▶ _Document extract_:
____
All in all, I think the LLM did the heavy lifting in remembering all the odd words and grammar, and it gave me a very flawed first draft. It was 80% of the time, but like 5% of the actual creative work that goes into a translation.

I spent 90% of my time outside the LLM, in my text editor.

[–] DdCno1@beehaw.org 2 points 3 weeks ago* (last edited 3 weeks ago) (1 children)

That's a very good answer.

If I'm getting this right, this was a novel that you perhaps mentioned to your loved one, but a language barrier prevented them from reading it. They then suggested the use of an LLM to translate it, which you used as foundation to build upon. If I may ask, which story did you translate (it has to be good if you spent this much work on it) and which LLM did you use?
____
▶ _Data under study_:
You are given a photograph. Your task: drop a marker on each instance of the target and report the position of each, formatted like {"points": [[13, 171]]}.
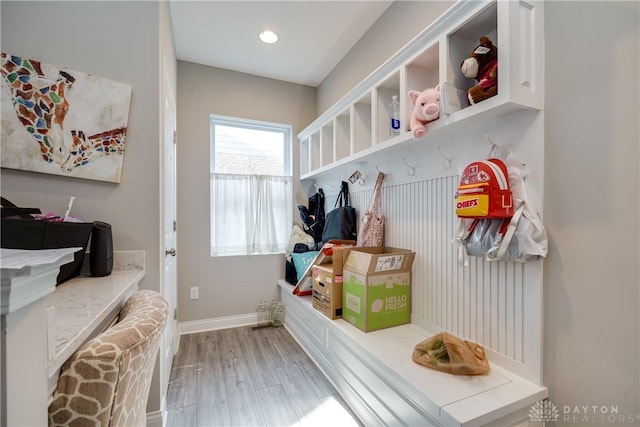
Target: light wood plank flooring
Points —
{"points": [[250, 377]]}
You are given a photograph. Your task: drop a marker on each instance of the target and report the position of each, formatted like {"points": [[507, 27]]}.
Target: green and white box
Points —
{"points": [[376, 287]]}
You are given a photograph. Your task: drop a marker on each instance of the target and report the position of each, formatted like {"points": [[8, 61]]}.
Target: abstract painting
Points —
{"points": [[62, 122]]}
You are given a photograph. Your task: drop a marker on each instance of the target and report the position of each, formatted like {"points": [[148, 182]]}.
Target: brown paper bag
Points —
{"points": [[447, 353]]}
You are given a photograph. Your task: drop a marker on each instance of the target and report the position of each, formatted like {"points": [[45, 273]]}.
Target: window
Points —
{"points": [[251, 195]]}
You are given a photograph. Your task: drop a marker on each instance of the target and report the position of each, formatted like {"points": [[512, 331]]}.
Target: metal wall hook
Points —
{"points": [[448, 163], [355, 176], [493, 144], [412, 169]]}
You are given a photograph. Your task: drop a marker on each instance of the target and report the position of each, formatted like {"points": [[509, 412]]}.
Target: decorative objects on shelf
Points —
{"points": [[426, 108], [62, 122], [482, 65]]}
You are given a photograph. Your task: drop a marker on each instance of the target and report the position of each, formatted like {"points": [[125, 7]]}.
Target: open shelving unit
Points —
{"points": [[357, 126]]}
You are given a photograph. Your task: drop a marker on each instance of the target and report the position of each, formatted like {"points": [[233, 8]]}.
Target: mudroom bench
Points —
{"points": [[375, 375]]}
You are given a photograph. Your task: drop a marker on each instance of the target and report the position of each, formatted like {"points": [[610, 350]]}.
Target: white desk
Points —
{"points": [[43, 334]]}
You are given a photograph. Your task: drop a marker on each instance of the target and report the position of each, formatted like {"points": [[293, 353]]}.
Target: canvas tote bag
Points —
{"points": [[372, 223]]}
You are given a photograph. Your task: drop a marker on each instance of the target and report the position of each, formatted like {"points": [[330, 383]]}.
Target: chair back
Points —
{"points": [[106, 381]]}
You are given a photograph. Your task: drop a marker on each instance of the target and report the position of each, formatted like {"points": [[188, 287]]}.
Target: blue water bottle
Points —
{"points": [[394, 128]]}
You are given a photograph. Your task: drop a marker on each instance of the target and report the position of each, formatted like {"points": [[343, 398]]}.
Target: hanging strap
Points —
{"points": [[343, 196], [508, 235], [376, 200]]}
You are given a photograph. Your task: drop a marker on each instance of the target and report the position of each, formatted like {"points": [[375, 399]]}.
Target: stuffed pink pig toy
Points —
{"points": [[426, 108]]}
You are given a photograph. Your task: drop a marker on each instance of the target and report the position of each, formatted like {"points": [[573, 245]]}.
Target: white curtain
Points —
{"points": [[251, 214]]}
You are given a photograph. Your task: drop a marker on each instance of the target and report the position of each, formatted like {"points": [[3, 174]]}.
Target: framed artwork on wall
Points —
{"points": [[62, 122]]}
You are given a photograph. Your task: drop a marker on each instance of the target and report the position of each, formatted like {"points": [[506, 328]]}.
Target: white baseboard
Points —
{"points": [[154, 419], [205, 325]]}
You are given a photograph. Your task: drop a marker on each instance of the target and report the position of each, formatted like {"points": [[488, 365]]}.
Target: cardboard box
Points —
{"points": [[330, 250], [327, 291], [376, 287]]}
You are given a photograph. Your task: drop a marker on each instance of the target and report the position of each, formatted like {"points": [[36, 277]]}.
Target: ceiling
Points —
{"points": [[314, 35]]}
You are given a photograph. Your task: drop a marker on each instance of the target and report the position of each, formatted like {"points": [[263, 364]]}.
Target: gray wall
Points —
____
▶ _Questions_:
1. Rewrite the stretch of the translation thread from "If I'm getting" through "did you use?", putting "friend" in place of "loved one".
2. Write the next part of the translation thread, starting right after its final sentence.
The entries above come from a separate source and are not part of the translation thread.

▶ _Your written answers_:
1.
If I'm getting this right, this was a novel that you perhaps mentioned to your friend, but a language barrier prevented them from reading it. They then suggested the use of an LLM to translate it, which you used as foundation to build upon. If I may ask, which story did you translate (it has to be good if you spent this much work on it) and which LLM did you use?

2.
I can't see anything wrong with this. I've used this kind of approach using all sorts of machine translation tools going back over 20 years (not for entire books though). Let the computer do its thing, then fix mistakes - but this was always noncommercial, private use for myself, friends and relatives, as well as the occasional friendly online community. Although, I've also done entirely manual work, with no machine translation at all in situations when I wanted the best possible quality or where complexity and nuance made anything else impossible - like with a long list of "whisper jokes" from Nazi Germany, subversive jokes that people told each other under the punishment of death that require a ton of context no translation tool could possibly have.

The point here is though that this is very different from a publisher doing this commercially - and you and I both know that these companies will not even allow for the bare minimum of time spent fixing mistakes made by the translation tools.

[–] HK65@sopuli.xyz 3 points 3 weeks ago

No, the loved one was actually the author, it's a children's book actually, light fiction, think early Harry Potter for example.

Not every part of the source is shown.